## start Supplied data

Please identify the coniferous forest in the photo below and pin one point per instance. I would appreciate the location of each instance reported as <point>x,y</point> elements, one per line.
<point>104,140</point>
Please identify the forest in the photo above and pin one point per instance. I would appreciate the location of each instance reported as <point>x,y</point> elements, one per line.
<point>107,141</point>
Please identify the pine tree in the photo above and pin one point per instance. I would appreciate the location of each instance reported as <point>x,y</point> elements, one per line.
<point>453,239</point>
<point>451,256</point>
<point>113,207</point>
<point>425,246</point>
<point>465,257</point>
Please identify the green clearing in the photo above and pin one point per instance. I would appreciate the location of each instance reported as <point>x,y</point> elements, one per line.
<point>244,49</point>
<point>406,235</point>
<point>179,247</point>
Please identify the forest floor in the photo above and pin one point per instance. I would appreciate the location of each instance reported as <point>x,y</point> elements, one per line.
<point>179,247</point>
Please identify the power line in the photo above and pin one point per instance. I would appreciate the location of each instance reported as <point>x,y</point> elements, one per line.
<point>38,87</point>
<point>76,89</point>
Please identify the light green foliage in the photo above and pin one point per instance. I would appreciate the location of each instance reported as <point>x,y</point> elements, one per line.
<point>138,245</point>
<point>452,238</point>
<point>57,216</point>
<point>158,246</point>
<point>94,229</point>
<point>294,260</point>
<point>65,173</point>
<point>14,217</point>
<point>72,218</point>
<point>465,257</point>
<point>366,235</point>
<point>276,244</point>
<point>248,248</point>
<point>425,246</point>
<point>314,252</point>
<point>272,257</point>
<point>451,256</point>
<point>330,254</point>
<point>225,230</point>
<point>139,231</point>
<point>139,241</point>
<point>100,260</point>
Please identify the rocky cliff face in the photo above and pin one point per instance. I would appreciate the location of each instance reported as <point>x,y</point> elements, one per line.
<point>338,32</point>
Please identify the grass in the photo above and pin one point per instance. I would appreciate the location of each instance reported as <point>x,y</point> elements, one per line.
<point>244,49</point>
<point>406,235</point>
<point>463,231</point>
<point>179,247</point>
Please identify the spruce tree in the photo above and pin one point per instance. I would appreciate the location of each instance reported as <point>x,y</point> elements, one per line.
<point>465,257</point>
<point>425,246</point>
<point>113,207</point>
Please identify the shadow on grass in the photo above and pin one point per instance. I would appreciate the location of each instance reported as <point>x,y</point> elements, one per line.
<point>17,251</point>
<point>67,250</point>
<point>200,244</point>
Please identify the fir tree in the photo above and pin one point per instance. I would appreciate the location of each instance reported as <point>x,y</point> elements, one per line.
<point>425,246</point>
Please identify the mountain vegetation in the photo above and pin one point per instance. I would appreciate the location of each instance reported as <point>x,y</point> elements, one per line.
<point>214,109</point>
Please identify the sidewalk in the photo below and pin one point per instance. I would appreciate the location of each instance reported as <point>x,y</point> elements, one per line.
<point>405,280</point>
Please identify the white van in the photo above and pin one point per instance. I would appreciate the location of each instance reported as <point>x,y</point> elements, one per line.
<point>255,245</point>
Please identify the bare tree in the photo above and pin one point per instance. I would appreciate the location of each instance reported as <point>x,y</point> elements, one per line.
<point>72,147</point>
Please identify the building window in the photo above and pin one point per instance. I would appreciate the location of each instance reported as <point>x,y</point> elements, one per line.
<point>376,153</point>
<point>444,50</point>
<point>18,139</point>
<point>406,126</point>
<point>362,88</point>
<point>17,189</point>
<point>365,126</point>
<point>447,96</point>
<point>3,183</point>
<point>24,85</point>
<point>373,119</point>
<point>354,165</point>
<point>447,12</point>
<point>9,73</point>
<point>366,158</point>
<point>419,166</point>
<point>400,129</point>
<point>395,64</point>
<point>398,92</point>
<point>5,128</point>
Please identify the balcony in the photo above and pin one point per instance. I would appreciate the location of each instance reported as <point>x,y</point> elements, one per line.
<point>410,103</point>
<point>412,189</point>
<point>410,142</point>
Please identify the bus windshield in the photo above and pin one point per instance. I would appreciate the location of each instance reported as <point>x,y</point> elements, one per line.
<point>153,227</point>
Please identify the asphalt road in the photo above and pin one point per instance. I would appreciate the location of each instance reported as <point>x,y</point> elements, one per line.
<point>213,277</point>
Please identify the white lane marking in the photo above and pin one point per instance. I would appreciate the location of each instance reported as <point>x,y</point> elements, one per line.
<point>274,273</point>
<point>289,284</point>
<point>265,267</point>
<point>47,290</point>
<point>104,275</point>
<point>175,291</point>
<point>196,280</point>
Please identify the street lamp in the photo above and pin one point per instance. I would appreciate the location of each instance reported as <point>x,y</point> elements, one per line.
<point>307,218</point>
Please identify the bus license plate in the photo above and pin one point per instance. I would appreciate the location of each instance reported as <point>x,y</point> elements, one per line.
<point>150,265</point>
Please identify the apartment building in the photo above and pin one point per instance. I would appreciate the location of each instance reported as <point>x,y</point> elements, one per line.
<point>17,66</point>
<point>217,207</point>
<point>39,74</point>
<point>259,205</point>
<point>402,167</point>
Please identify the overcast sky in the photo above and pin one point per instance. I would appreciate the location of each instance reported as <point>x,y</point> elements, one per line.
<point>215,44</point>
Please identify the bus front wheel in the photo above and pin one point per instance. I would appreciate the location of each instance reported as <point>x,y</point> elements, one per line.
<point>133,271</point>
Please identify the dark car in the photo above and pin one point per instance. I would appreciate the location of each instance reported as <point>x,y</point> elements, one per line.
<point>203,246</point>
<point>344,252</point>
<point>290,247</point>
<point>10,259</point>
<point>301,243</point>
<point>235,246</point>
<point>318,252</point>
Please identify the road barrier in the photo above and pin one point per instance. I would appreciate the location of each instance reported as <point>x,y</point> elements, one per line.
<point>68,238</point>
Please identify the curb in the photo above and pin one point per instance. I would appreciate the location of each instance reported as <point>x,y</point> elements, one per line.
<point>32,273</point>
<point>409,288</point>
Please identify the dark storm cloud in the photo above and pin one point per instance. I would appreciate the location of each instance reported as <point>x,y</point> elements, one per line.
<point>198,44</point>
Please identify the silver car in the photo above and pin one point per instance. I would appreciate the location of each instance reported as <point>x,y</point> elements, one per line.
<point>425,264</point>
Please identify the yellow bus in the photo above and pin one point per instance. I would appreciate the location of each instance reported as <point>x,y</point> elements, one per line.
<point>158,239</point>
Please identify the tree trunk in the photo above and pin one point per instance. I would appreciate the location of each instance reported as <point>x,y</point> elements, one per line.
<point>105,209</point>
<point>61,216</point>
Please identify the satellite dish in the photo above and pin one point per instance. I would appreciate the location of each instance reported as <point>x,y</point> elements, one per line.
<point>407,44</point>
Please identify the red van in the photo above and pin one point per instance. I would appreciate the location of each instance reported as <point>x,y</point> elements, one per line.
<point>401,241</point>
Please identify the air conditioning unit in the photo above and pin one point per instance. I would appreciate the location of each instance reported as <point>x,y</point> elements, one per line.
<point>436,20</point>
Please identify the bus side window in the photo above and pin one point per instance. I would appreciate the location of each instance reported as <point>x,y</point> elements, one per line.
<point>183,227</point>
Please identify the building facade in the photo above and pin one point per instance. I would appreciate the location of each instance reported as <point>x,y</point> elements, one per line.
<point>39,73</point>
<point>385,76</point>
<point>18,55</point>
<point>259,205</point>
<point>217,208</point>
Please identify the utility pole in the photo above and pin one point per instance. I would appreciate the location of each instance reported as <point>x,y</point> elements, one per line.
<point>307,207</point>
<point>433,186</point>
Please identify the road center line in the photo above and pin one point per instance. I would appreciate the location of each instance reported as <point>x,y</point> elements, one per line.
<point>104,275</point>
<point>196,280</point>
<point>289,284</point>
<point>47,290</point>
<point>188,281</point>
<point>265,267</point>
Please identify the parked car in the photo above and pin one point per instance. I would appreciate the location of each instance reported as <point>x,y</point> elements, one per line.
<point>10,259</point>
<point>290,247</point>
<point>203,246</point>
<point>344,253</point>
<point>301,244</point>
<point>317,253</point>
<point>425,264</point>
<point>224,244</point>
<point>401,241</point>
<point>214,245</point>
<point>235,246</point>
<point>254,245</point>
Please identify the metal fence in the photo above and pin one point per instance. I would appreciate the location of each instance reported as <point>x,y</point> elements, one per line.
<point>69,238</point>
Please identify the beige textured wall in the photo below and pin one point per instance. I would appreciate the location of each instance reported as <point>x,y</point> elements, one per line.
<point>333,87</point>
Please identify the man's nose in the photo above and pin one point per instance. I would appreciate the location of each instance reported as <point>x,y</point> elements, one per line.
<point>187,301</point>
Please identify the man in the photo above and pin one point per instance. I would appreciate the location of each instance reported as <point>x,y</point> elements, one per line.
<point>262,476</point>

## end Supplied data

Reproduce the lines of the listing above, beginning at the line that contains "Please identify the sidewalk" and stopping after the line that contains "<point>153,227</point>".

__Complete answer__
Please identify the sidewalk in the photo below and pin one point per instance. I would appreciate the location of each instance reported as <point>x,y</point> elements, one per line.
<point>405,280</point>
Please identify the white van in the photo above and pin one point per instance. I would appreciate the location of each instance reported as <point>x,y</point> elements, one per line.
<point>255,245</point>
Please identify the bare tree in the photo above and pin one point per instance. I would appreciate the location of each instance reported as <point>x,y</point> elements, one per line.
<point>72,147</point>
Please identify the building window in the photo above and pin one point per instance. I would appreciate the location of each instance reported as <point>x,y</point> elements, one per line.
<point>376,153</point>
<point>444,50</point>
<point>18,139</point>
<point>406,126</point>
<point>362,88</point>
<point>17,189</point>
<point>365,126</point>
<point>447,96</point>
<point>3,183</point>
<point>24,85</point>
<point>373,119</point>
<point>354,165</point>
<point>447,12</point>
<point>9,73</point>
<point>366,158</point>
<point>419,166</point>
<point>400,129</point>
<point>395,64</point>
<point>398,92</point>
<point>5,128</point>
Please identify the balcony in the photo above and pin one point per instance. I would appreciate the location of each instance reported as <point>x,y</point> elements, one per line.
<point>410,103</point>
<point>412,189</point>
<point>410,142</point>
Please identify the bus windshield in the photo above and pin one point per instance. I would appreciate the location of each instance reported as <point>x,y</point> elements, one per line.
<point>153,227</point>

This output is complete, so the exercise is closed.